Leggiamo di Fabiana, l’ennesima vittima di femminicidio.
Fabiana aveva solo 15 anni ed è stata ammazzata da un suo coetaneo, solo di un anno più grande; le ha dato fuoco che era ancora viva.
Nonostante le numerose coltellate ricevute, Fabiana ha tentano di resistere, cercando di versare per terra il contenuto della tanica ma non ce l’ha fatta e lui le ha dato fuoco, ancora agonizzante.
Fabiana voleva lasciarlo da tempo ma lui era più forte, lui è stato più forte.
Lui è un macho, il classico modello di uomo tanto in voga, lo stereotipo della cultura dominante al quale tantissimi si proiettano, quello che ti protegge, ti tutela; la picchiava, la pestava da tempo e una volta le ha anche rotto il naso.
Fabiana lo aveva anche denunciato ma, come al solito, l’epilogo è stato che adesso lei non c’è più.
Ma i giornali, nel raccontare questa tragedia, lo chiamano il “fidanzatino” che l’ha ammazzata per gelosia.
Sono anni, ormai, che tentiamo di spiegare sempre le stesse cose, sull’importanza dell’uso delle parole perché se attenzioni e rappresenti una storia così tremenda con quelle terminologie, in qualche modo sei complice di quello che è accaduto.
Ed è la stessa logica di chi sostiene, per esempio, che le parole come operai, padroni, borghesi, classe, sono roba vecchia, inutilizzabile.
Solo che facendo sparire le parole, scompaiono anche i soggetti e le contraddizioni.
Non ci sono più i lavoratori c'è la classe media. Non ci sono più gli sfruttati, ci sono gli sfigati. Non ci sono più gli sfruttatori, c'è la casta dei politici e via di questo passo.
In questo modo chi subisce lo sfruttamento, chi è impoverito e depauperato, non ha più le parole per identificare se stesso ne, per identificare la controparte.
Anche qui da noi al MEF, dobbiamo saper usare le parole con il loro vero significato e saper identificare correttamente lo sfruttatore dallo sfruttato, la classe dominante da quella subalterna, la dignità dalla schiavitù.
Su Fabiana, i giornali sono impegnati a rappresentare le sue foto, dimenticandosi però della sua tenera età; descrivono minuziosamente la sua stanza; raccontano che sorrideva sempre ed era buona e gentile.
Ma che stanza poteva avere una ragazzina di 15 anni?
Ma perché creare quest’immagine da povera martire?
•••
Compiti assegnati –
• A. Nel brano su Fabiana, con quale termine i giornali indicano il ragazzo che l'ha uccisa?
• B. Prosegua il brano su Fabiana a partire dall'ultima frase riportata.
I record costituiscono materiale distinto dal brano su Fabiana.

Materiale presentato –
•••
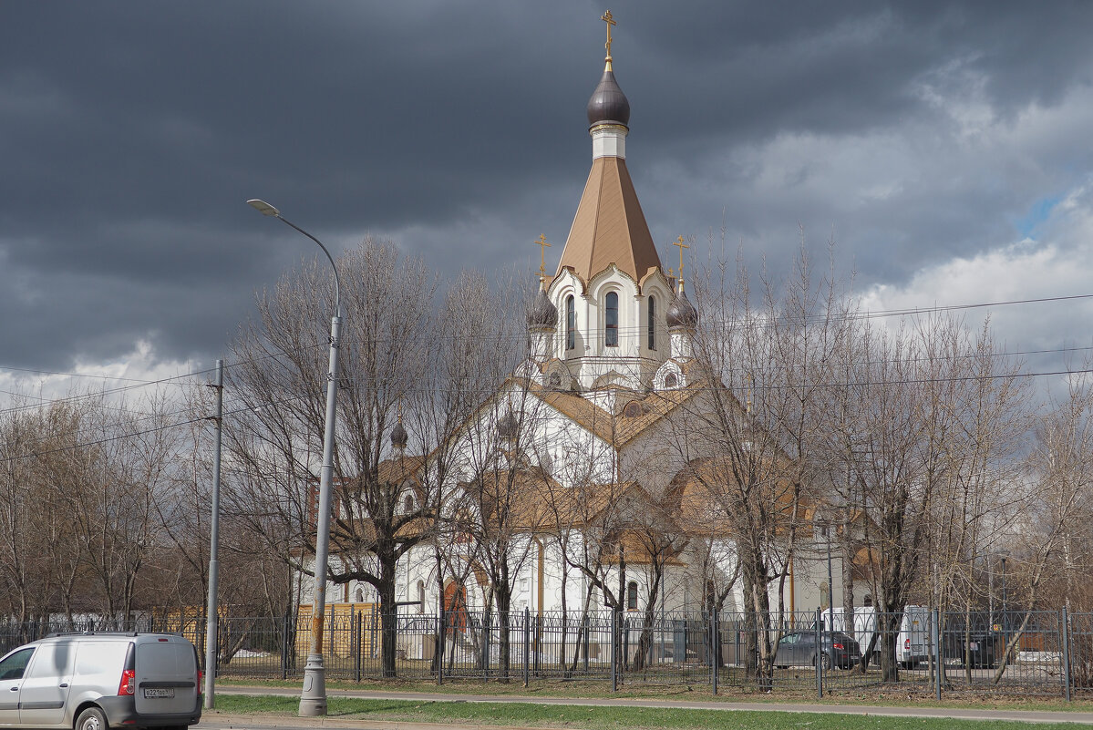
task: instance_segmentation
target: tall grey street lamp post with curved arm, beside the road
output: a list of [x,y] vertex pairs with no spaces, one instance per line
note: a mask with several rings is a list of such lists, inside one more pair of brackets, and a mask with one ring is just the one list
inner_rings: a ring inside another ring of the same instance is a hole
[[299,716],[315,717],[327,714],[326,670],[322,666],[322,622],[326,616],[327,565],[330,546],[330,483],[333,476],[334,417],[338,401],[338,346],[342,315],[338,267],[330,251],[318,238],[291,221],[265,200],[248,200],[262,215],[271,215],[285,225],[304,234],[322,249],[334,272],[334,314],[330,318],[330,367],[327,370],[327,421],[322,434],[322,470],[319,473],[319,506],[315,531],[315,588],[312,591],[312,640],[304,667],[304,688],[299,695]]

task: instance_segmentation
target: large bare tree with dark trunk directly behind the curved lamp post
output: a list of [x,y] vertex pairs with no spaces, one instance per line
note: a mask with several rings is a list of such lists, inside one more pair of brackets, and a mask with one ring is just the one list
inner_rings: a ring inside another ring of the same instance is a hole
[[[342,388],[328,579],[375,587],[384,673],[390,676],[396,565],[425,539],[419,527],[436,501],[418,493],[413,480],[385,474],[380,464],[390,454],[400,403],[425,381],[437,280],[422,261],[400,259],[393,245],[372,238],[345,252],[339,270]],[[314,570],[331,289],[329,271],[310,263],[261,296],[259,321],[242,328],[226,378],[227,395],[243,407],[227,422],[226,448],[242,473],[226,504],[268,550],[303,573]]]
•••
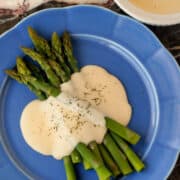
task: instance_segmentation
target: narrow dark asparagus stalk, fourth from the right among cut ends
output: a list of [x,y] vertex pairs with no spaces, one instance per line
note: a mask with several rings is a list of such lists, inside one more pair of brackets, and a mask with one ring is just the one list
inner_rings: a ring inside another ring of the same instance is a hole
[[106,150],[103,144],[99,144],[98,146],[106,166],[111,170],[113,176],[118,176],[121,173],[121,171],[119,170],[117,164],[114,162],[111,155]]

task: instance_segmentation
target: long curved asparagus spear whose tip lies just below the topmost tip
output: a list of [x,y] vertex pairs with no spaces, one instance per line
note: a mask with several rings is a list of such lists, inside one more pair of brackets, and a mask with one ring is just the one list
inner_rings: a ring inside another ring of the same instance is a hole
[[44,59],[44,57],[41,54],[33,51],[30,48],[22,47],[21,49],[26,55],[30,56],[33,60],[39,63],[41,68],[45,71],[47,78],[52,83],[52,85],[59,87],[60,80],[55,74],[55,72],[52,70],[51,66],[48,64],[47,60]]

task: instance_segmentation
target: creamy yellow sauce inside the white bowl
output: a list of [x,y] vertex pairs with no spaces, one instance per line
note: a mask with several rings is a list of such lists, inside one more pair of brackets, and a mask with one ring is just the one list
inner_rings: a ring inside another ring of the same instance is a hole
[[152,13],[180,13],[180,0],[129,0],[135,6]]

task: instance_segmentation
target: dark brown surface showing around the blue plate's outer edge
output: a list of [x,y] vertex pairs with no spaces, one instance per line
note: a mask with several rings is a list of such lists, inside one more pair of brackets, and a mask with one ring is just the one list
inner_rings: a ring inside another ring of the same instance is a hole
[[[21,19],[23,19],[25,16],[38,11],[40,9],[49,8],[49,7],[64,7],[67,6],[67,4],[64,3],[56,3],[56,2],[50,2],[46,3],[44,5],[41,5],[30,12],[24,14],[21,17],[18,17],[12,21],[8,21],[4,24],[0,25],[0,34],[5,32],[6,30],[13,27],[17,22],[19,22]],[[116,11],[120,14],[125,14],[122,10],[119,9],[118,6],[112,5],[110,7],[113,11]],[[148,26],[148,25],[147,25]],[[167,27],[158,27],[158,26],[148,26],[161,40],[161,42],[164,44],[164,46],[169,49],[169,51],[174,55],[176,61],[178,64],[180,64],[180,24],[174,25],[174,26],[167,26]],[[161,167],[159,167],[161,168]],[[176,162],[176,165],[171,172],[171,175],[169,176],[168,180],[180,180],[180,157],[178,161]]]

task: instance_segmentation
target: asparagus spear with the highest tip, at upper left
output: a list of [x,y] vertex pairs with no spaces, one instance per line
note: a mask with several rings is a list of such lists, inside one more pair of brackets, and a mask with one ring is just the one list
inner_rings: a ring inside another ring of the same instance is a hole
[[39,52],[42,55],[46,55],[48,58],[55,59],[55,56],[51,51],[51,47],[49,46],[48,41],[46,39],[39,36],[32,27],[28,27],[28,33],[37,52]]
•••
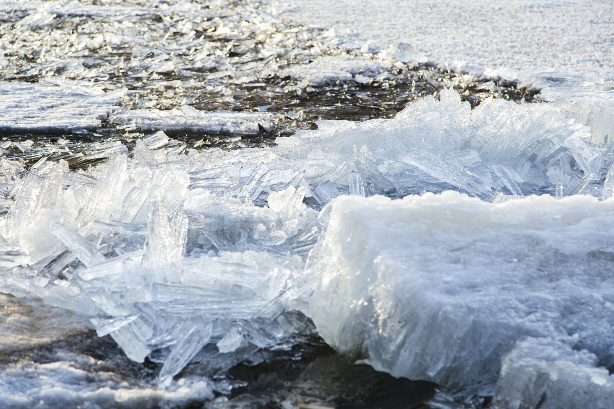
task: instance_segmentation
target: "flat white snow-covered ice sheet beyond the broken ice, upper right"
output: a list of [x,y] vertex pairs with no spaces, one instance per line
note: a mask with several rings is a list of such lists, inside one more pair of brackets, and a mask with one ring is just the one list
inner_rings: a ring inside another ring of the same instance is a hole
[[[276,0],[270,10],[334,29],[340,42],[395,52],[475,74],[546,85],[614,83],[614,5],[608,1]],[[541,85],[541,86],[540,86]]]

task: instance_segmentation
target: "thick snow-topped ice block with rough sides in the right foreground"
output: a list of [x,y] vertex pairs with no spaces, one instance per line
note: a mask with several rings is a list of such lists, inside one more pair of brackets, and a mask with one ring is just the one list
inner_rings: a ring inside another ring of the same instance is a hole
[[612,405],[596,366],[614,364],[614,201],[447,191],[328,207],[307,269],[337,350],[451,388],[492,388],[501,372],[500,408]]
•••
Esercizi risolti –
• A. Lo chiamano il «fidanzatino» che l'ha ammazzata per gelosia.

• B.
Fabiana non voleva essere una martire e, a 15 anni, i progetti di vita sono proprio altri; Fabiana era la ragazzina che tutte le donne sono state a 15 anni e, a 15 anni, si è vulnerabili, non si ha ancora una propria identità, si cerca in ogni modo di conformarsi, di rispecchiare i modelli imposti da questa incultura regnante.
E allora inizi a cercare il classico uomo che ti protegga; ma il più delle volte quello che ti protegge è quello che ti pesta, ti difende dagli sguardi degli altri trattandoti come un oggetto, il suo; e lui, di te può fare ciò che meglio crede.
Prenderti, lasciarti, non chiamarti, seguirti, farti soffrire, impedirti di uscire con le amiche, tirarti qualche schiaffo e poi tornare con la faccia affranta e chiederti scusa; e ti dice quelle cose che, a 15 anni, ti fanno sciogliere e sentire importante.
Perché ti insegnano, da quando nasci, ad essere dolce, carina, romantica, accondiscendente e quelle frasi e quel suo comportamento te li fai piacere; anzi, alla fine il suo comportamento tu non lo noti neanche più, perché questi tipi di rapporti e di comportamenti, in questo nostro paese di merda, sono ancora troppo normalizzati e, una ragazzina di 15 anni, non ha la capacità e la forza di dire no a tutto ciò.
Anche se Fabiana ci ha provato con tutte le sue forze a farlo.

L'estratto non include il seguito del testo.